(Entries shown)
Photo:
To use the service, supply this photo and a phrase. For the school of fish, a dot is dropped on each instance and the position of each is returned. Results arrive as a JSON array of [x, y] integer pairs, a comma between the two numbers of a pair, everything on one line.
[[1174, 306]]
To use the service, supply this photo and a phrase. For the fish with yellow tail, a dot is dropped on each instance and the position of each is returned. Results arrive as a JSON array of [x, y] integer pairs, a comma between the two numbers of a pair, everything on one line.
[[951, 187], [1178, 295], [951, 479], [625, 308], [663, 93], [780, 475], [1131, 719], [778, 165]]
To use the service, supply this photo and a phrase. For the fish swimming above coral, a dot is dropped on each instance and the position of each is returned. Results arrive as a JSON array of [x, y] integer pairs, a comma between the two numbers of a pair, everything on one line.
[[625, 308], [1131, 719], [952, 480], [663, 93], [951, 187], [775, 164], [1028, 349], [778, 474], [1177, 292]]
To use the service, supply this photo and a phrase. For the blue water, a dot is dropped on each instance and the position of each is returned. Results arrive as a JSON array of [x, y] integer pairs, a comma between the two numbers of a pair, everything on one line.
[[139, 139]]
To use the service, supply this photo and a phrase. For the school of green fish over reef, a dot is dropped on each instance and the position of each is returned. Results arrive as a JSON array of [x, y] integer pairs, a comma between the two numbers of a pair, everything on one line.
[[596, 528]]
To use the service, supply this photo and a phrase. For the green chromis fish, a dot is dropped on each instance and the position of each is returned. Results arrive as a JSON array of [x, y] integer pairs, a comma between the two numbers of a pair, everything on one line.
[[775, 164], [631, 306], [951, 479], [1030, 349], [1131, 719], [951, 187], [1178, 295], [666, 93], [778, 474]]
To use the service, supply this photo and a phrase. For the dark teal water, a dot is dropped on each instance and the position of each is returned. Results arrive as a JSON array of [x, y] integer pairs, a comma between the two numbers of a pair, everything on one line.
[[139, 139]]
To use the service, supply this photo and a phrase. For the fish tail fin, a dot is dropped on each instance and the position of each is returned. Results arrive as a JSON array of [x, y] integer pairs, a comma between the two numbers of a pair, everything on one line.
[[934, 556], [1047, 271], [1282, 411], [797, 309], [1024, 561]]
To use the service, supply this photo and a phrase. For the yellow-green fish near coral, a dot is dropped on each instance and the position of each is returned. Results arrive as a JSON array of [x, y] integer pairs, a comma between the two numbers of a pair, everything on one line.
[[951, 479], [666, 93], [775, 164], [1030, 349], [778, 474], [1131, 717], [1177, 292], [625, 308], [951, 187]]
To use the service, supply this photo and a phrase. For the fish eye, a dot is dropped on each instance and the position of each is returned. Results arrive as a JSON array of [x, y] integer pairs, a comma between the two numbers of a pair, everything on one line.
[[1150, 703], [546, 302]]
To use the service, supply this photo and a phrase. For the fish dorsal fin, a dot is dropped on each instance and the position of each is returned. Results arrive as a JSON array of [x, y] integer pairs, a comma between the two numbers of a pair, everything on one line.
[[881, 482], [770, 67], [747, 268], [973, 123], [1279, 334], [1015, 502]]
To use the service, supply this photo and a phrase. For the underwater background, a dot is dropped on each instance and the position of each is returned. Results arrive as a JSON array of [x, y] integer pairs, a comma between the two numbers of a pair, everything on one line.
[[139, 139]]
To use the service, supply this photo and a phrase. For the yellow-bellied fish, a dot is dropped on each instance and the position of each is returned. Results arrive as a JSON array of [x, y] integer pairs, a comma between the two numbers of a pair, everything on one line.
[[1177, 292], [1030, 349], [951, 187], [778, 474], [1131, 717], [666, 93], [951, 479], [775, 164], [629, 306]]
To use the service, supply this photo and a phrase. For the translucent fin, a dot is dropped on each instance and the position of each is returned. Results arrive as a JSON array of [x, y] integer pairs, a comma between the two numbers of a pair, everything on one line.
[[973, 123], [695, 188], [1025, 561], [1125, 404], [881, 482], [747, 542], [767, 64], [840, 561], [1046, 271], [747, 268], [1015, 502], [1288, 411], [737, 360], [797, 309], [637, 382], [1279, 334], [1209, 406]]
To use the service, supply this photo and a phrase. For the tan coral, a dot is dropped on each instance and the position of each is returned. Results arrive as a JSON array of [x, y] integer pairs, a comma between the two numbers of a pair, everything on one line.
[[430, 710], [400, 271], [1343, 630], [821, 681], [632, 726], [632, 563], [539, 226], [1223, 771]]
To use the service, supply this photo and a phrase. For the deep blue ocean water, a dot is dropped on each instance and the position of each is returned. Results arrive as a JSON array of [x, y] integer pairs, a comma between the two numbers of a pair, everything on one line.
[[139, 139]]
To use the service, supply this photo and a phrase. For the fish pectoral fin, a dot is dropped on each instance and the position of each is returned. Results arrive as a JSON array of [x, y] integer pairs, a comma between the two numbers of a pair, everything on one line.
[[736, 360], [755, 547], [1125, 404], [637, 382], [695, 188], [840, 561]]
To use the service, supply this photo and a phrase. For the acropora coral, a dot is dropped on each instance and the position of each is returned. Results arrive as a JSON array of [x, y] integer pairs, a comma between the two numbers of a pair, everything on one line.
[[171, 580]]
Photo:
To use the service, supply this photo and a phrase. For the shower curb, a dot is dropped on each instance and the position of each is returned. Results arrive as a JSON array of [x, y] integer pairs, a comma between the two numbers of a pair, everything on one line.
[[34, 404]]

(Instructions for the task) Retype each of the records, word for word, with nothing added or dropped.

(Output)
Photo:
To use the service, supply this photo and a phrase. For the school of fish, a dot is dropped on each instance and the position of each is returned. Results arrive as a JSON array of [x, y] integer pairs, a comma between the two numbers of a pair, everything on one line.
[[1174, 306]]
To use the service, supply this photo and a phrase. For the fish with yellow tail, a dot is dropped on each instance and the position of each is returned. Results arrive as a JSON array of [x, y] integer pairs, a comma between the two numbers of a pair, everything on one line.
[[951, 187], [1178, 295], [951, 479], [625, 308], [663, 93], [780, 475], [1131, 719], [778, 165]]
To use the service, supply this photo and a phrase. For the fish swimming above coral, a dot is dropped on each instance and the position of each is returned. Results arrive as a JSON array of [x, y] integer pairs, a comma between the two numbers of a pair, everything on one line.
[[625, 308], [1131, 719], [952, 480], [663, 93], [951, 187], [775, 164], [1028, 349], [778, 474], [1177, 292]]
To use the service, supply this photo and a phrase. For the blue water, a dot is dropped on each instance and the position of each is returned. Results arrive as a JSON array of [x, y] integer pairs, a comma between the two numbers of a pair, everything on one line.
[[139, 139]]
To use the service, supply this photo and a phrase. For the school of green fish over reef, a dot is dropped on each instance and the position of each is returned. Results arrive as a JSON array of [x, y] integer pairs, a comma between the two numbers of a pair, everything on one line.
[[596, 528]]
To use the service, supply this photo and a phrase. For the green chromis fish, a dot is dropped on each instance and the position of each is returned. Results arrive as a JSON array of [x, y] integer pairs, a comma between the two numbers of a pair, everything on one line.
[[775, 164], [631, 306], [951, 479], [1030, 349], [1131, 719], [951, 187], [1178, 295], [666, 93], [778, 474]]
To use the service, supply this photo and a phrase. For the dark teal water, a dot is dropped on each instance and the position of each is returned. Results arrive as a JSON array of [x, y] integer pairs, a comma between the two numbers of a pair, everything on one line.
[[139, 139]]
To use the service, supply this photo and a phrase. For the fish tail fin, a dot is dropped on each instance and the position of each is returned. Results arrive as a JSON array of [x, y] integer pairs, a comma between the two numbers of a pair, everything on one line.
[[934, 556], [1047, 271], [1282, 411], [797, 309], [1024, 561]]
To use the service, supply this photo and a phrase. For the yellow-green fish near coral, a dot is dropped on each instance and the position of each is returned. Results arrive as a JSON array of [x, y] integer pairs, a comma between the two numbers of a pair, everything on one line.
[[951, 479], [666, 93], [775, 164], [1030, 349], [778, 474], [1131, 717], [1177, 292], [625, 308], [951, 187]]
To use the service, supply this photo and a phrase. For the fish eye, a dot is dropped on each instance and the position of each is returned. Results arrive as a JSON array of [x, y] integer pairs, a comma between the two numbers of a pair, everything on one line.
[[1150, 703], [546, 302]]
To use the service, supply this photo and a phrase. For the fish dorsal fin, a dot is dropped on each instance and the position of each is returned. Results arrive as a JSON array of [x, y] integer pairs, a comma between the two numbers of a pair, everything on one line.
[[881, 482], [770, 67], [747, 268], [973, 123], [1279, 334], [1015, 502]]
To use the service, supply this photo and a phrase. For the underwater background, a dot is dropped on each instance and the position of each is returned. Results arrive as a JSON array of [x, y] integer pairs, a comma between the two numbers of a pair, everything on one line.
[[139, 139]]
To use the service, supply this photo and a phrase. For the yellow-bellied fish, a dot is dropped on each instance and the position of each is returned. Results arrive as a JSON array of [x, y] integer pairs, a comma between the two numbers of a pair, everything on one line.
[[1177, 292], [1030, 349], [951, 187], [778, 474], [1131, 717], [666, 93], [951, 479], [775, 164], [629, 306]]
To use the service, supply this photo and a phrase. For the translucent fin, a dot is dropped on each instance and the position of each is returned. Results arrive as a JSON array of [x, y] integer pairs, a comma between the two numbers of a pair, everything on one line.
[[973, 123], [695, 188], [1025, 561], [1125, 404], [881, 482], [747, 542], [767, 64], [840, 561], [1046, 271], [747, 268], [1015, 502], [1288, 411], [737, 360], [797, 309], [637, 382], [1279, 334], [1209, 406]]
To use the service, supply this photo and a phrase. For the tan coral, a dot is dropped on each instance and the position of each is returned. Results arrive as a JSON array of [x, y] integer pairs, a comma between the two numbers of a pair, everything on one line.
[[430, 710], [400, 271], [1343, 630], [821, 681], [632, 726], [632, 563], [539, 226], [1223, 771]]
To use the service, supply this photo and a phrase. For the deep blue ocean water, a dot is dropped on each instance and the position of each is returned. Results arrive as a JSON array of [x, y] integer pairs, a comma between the two numbers of a pair, everything on one line.
[[139, 139]]
To use the service, supply this photo and a phrase. For the fish pectoral fin, a dot is dropped on each instance and the position of each is returned. Results arrive as a JSON array of [x, y] integer pairs, a comma between the two numbers of a pair, everything on one line.
[[736, 360], [755, 547], [1125, 404], [637, 382], [695, 188], [840, 561]]
To use the service, supply this photo and a phrase. For the acropora coral, a dot is dropped on each instance and the position of each is returned. Results arrive as a JSON array of [x, y] integer pairs, a comma between the two numbers of a pair, everything on one line.
[[171, 580]]
Photo:
To use the service, supply this photo and a phrase. For the shower curb, a dot is dropped on each instance and the position of each is returned. Results arrive as a JSON array of [x, y] integer pairs, a comma between the two numbers of a pair, everything on one line.
[[34, 404]]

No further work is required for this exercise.